* _Polecenia do ćwiczenia_
1) Przetłumacz na angielski to zdanie z tekstu o finale mistrzostw Europy: „Jednak doświadczona Schenk wzięła się w garść i wygrała następne 7 punktów z rzędu.”
2) Jakim wynikiem Juliane Schenk wygrała pierwszego seta według tekstu o finale mistrzostw Europy?

* _Cytowany tekst_

+ + + + + + +

2013-02-17, Ramienskoje/Moskwa
Świeże mistrzostwo
Kolejność gier w meczu finałowym Mistrzostw Europy Drużyn Mieszanych faworyzowała niemiecką drużynę, bowiem mecz zaczął się od pojedynku singlistów. Z kolei zespół duński spodziewał się odrobić ewentualne straty w trzech grach podwójnych, rozgrywanych w dalszej kolejności.

Pod nieobecność gwiazdy singla kobiet, Tine Baun, która przygotowuje się do ostatniego (przed sportową "emeryturą") w jej karierze profesjonalnej turnieju All England, do singla ze strony Danii wystawiono niespełna dziewiętnastoletnią Line Kjærsfeldt. 

 Przeciwko niej na kort wyszła najlepsza Europejka światowego badmintona, Juliane Schenk, która bez kłopotu wygrała pierwszego seta 21:9. W drugiej odsłonie pojedynku bardziej ryzykownie rozpoczęła Dunka, i grając śmiałe smecze i skróty po przekątnej doprowadziła do przewagi 12:8. Jednak doświadczona Schenk wzięła się w garść i wygrała następne 7 punktów z rzędu. Zdobytego prowadzenia nie oddała już do końca meczu, zdobywając pierwszy duży punkt dla swojej drużyny.

Podobnie w singlu mężczyzn duńscy trenerzy pozwolili odpocząć swojej obecnie najlepszej rakiecie męskiej, Janowi Ø. Jørgensenowi i do pojedynku z Markiem Zwieblerem przystąpił Hans Kristian-Vittingus. Obaj zawodnicy grali z dużym poświęceniem, doprowadzając nierzadko długimi wymianami do wstrzymania oddechu przez zachwyconą publiczność. Pierwszego seta domknął na swoją korzyść Zwiebler, w drugim bardzo zdeterminowany Vittinghus wywindował wynik do poziomu 12:4.

+ + + + + + +

[Elementy danych]
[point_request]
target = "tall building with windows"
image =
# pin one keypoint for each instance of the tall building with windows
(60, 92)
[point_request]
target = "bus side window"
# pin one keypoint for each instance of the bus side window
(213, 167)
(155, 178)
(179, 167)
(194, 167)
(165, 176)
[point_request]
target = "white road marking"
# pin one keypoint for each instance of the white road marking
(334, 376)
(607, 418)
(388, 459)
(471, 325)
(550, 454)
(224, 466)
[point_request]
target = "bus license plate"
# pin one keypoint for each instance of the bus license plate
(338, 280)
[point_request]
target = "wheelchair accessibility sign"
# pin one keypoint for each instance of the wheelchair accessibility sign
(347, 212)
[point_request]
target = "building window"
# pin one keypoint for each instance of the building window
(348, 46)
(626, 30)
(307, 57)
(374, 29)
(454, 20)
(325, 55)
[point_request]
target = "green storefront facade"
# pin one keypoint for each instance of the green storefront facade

+ + + + + + +

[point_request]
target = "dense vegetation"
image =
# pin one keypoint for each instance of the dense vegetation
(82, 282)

+ + + + + + +

* _Rozwiązane zadania_
1) However, the experienced Schenk pulled herself together and won the next 7 points in a row.

2) 21:9.